**Records shown**
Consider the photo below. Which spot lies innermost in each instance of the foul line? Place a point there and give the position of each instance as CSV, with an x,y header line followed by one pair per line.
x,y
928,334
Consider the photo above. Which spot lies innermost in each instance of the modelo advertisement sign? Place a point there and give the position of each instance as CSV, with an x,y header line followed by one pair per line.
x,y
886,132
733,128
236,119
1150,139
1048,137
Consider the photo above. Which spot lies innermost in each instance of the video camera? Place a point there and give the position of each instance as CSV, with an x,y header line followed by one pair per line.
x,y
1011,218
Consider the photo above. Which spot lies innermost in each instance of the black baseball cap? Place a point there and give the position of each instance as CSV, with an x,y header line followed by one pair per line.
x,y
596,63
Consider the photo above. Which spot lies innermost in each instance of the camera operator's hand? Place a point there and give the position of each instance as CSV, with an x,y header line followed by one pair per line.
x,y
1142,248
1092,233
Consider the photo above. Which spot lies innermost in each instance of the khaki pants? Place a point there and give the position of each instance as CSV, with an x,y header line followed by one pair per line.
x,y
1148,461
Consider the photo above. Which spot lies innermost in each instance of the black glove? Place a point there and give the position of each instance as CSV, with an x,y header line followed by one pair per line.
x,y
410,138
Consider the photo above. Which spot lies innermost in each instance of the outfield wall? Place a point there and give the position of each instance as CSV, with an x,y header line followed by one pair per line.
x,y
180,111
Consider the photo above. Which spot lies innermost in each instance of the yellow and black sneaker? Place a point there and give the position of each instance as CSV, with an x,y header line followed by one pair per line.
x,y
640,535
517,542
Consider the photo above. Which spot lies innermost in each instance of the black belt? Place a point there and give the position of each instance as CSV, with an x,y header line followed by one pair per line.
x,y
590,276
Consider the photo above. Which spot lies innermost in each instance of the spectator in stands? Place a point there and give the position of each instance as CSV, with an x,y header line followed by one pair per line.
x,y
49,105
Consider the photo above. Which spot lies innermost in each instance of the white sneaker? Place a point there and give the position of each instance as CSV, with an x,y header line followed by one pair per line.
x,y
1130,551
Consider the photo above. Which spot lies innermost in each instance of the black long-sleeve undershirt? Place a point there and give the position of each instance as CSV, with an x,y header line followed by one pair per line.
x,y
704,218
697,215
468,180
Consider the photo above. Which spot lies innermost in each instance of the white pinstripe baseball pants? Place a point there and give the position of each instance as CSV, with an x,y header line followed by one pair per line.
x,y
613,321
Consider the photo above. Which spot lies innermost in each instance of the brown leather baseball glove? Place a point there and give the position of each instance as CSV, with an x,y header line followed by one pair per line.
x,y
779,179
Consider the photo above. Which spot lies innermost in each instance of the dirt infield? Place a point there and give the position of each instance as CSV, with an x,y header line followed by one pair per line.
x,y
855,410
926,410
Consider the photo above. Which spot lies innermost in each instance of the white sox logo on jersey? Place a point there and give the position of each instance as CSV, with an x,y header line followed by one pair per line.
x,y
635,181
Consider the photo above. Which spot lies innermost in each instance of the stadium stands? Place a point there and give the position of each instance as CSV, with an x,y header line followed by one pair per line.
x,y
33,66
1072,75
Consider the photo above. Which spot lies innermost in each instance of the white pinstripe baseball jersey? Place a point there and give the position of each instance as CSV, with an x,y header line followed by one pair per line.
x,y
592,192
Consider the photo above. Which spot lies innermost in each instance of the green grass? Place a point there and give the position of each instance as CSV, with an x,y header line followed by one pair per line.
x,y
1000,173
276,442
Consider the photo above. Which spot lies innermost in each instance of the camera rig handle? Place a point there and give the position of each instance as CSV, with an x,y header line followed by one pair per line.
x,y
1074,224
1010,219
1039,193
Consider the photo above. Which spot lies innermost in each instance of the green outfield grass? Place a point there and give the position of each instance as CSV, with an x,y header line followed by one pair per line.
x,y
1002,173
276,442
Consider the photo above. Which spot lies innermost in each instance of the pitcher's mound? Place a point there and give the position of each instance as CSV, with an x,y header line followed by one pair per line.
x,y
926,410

**Your task**
Recite the full listing above exactly.

**Answer in full**
Consider the photo below. Which spot lies innermost in each instance of the foul line? Place a point there and give the position of each instance as CSV, with an x,y header line followed by one pair per line.
x,y
928,334
Consider the photo above. Which spot lies innermost in each instance of the modelo advertisement sign? Place a point there and give the position of each instance as CSV, with an x,y header line followed by one pair per line.
x,y
886,132
733,128
236,119
1150,139
1048,137
Consider the photo above. Which spot lies innermost in each instance of the video camera? Place a point there and give the position of each instance as CSV, with an x,y header line followed by one pair per line.
x,y
1011,218
Consider the photo above. Which spot lies innermost in each instance of the black baseball cap? Place a point there and give the position of each instance as CSV, with an x,y header line followed by one pair per line.
x,y
596,63
Consider the photo above. Which spot lies innermost in each instance of the camera operator's hand? Place a point there and give the position of each instance as CSV, with an x,y header line followed by one pair per line.
x,y
1142,248
1092,233
Consider the photo above. Which spot lies innermost in each instance of the khaki pants? Place a point there and give the position of each instance as CSV, with an x,y header line followed by one pair per line.
x,y
1148,461
Consider the photo above. Which spot lies innermost in each instance of the black glove? Place a point there and give the position of each instance as CSV, with an x,y header line followed by one pair per line.
x,y
410,138
Consider the photo above. Which spot lies innermost in each instance of the outfield wall? Place a point there and give the position of each instance as CSV, with an x,y header line followed by one pair per line.
x,y
180,111
Consider the photo above. Which spot lies innermost in each instance of the yellow and black sneaker? Place a point there and give the position of each instance as CSV, with an x,y header line followed by one pair per line.
x,y
640,535
517,542
Consider the photo above. Which spot lies innermost in each instance of the black belt? Place a point there and give the position of each instance as CSV, with an x,y header line followed by one pair per line.
x,y
590,276
Consider the photo above. Which spot lies innermost in each instance of the spectator in stands? Place a point there and give the position of each instance as CSV, with an x,y header line followed by one pair per line.
x,y
49,105
Consider the photo above. Which spot lies innermost in each instance of the white sneaker? Place a point there and give the position of each instance as CSV, with an x,y header line followed by one pair per line.
x,y
1130,551
Consider the photo above. Which spot lies innermost in each instance of the black long-sleeve undershirt? Place a point there and give the position of each instance as CSV, with an x,y header line followed by one pair per line.
x,y
704,218
697,215
468,180
Consider the photo above. Which spot lies innermost in each instance of the white pinstripe baseball pants? Place a point there and give the position of each instance as CSV, with an x,y header line followed by one pair per line.
x,y
613,321
Consider the photo above. Which spot lies innermost in each instance of the brown leather baseball glove? Place a point there and give the position of each instance as CSV, with an x,y header line followed by one pair per line.
x,y
779,179
Consider the photo above. Which spot lies innermost in each instance of the dirt infield? Place a point there and give the position of each instance as CSV, with an x,y header line followed by one pair per line.
x,y
855,410
926,410
Consider the photo above. Which spot lies innermost in each instance of the white sox logo on jersey? Place a point there and give the position of each instance as CSV, with an x,y header line followed by one pair per line.
x,y
635,181
Consider the photo above. Which spot lies innermost in each instance of the stadium stands? Place a point there and give the position of each instance as CSV, with an x,y header line followed by one pair per line.
x,y
33,66
1072,75
Consider the photo above. Which spot lies innermost in each instance of the white pinstripe baseball jersey? Place a point there and give the position of each instance as CSV, with an x,y header line followed by one pair per line.
x,y
592,192
Consider the photo above. Which spot lies innermost in each instance of the green grass? Place a point there and give the position of each instance as CSV, with an x,y header line followed by one pair per line.
x,y
1000,173
276,442
Consider the photo above. Which spot lies innermost in each instance of the camera rig handle? Place a point there and give the position of each instance as CSV, with an x,y header line followed by one pair per line.
x,y
1074,224
1010,219
1039,193
Consider the photo above. Which spot lies innermost in each instance of the green outfield grass? Place a point there and give the position of each instance as CSV, with an x,y header line followed by one pair per line.
x,y
1002,173
276,442
Consider the photo above. Which spot lies innermost in each instance of the pitcher's mound? Place a point there and give the position of each instance as CSV, with an x,y header line followed by one pair per line.
x,y
926,410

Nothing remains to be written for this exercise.